» **EXERCISE INSTRUCTIONS**
In the page excerpt about the Legion of Decency, why did the bishops believe New York should be the center of Legion of Decency activities?

» **PAGE EXCERPT**
%%
When, therefore, those Jewish writers moved to Hollywood, they took their radicalised. Red ideology with them, and transferred it into their writing for movies. It was estimated that at this time, “probably 70 percent of the writers, directors, actors, and so on were liberally inclined”. 205
The Legion of Decency’s Power
At this time (1934/35) there was often a lot of animosity and rivalry between the different Roman Catholic players involved in movie censorship, usually caused by the fact that some supported the movie list issued in Chicago, and others the list issued in New York. Films approved by Joe Breen were often condemned by the Legion of Decency, priests disagreed over which films should be condemned and which should not, Martin Quigley and Jesuit priest Parsons were accused of being propagandists for Hollywood who were adversely affecting the Legion’s work, Jesuit priest Dinneen referred to Quigley and Parsons as traitors who were sowing division within the Romish camp, the friendship between Dinneen and Lord almost ended, and Lord and Quigley – the co-authors of the Code – were fiercely opposed to each other. This enmity between the two caused Quigley to tell a friend at one point, “I hope… to keep as far away from the clergy as possible, except on Sunday mornings.” 206
With two lists circulating, Roman Catholics were under the impression that they were free to decide for themselves which films to see and which to avoid, which was utterly unacceptable to the hierarchy. Clearly something had to be done to save the Legion campaign.
In 1935 the Romish bishops again assembled in Washington, D.C., and again they discussed movies and the movie industry. Romish archbishop John McNicholas, chairman of the ECMP, told the assembly that the Roman Catholic “Church” had successfully improved the content of Hollywood movies during the past year, and that in his judgment the Production Code Administration had been a success. He also called for Legion of Decency activities to be centralised in New York, and to issue a single Roman Catholic film viewing guide for all Roman Catholics in order to put a stop to all the arguing and fighting between the supporters of the different viewing guide lists, and between the supporters of the various approaches to classifying movies. McNicholas was supported in this by the bishop, John Cantwell. New York, they believed, should be the location because, although movies were made in Hollywood for the most part, they were usually first played in New York. The bishops agreed. The National Legion of Decency would be established in New York, under the guidance of Romish cardinal, Patrick Hayes.
%%
[Data records]
%%
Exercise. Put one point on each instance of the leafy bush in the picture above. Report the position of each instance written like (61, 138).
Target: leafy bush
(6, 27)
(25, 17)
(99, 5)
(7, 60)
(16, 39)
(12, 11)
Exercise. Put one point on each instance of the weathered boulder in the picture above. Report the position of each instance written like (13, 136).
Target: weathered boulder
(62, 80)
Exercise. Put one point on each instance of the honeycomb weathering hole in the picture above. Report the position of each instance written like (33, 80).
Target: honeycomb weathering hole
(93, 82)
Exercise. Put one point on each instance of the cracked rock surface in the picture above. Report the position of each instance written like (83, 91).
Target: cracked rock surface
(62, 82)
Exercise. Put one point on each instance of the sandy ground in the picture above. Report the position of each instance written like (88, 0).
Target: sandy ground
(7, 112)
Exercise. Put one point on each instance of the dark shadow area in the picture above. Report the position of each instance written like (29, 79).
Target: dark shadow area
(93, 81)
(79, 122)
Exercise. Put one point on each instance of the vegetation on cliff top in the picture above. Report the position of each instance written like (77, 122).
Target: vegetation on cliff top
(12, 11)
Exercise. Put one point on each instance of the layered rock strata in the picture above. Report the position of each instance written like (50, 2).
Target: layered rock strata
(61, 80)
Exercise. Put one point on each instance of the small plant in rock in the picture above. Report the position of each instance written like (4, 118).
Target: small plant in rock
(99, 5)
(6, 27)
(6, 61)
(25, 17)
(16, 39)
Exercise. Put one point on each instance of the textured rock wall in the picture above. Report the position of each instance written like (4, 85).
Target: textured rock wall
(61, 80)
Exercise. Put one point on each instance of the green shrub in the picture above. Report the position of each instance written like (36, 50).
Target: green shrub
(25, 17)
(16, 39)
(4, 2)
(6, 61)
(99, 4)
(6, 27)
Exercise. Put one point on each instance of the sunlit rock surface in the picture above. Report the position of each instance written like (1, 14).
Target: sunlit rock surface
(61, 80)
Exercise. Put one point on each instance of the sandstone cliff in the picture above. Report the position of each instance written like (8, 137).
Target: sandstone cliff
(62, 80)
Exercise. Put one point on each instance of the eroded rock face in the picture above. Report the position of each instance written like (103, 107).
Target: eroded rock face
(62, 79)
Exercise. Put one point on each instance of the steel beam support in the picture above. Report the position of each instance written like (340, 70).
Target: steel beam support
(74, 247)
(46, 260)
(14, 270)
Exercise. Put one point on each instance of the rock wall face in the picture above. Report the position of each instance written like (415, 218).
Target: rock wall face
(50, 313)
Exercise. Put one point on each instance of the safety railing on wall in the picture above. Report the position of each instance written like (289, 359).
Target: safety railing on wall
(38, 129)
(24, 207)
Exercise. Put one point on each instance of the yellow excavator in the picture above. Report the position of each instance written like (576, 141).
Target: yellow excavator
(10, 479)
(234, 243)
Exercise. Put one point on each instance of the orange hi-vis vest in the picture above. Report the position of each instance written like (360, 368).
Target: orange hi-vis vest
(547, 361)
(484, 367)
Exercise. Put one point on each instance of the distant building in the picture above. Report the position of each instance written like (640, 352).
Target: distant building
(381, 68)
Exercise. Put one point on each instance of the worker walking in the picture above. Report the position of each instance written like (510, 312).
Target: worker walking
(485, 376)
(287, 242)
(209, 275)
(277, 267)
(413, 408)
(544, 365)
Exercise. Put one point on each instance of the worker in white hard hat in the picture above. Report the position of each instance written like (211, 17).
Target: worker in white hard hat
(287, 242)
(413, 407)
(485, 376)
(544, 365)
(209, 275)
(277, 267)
%%
» **SOLUTION TO THIS PROBLEM**
Although movies were mostly made in Hollywood, they were usually first played in New York.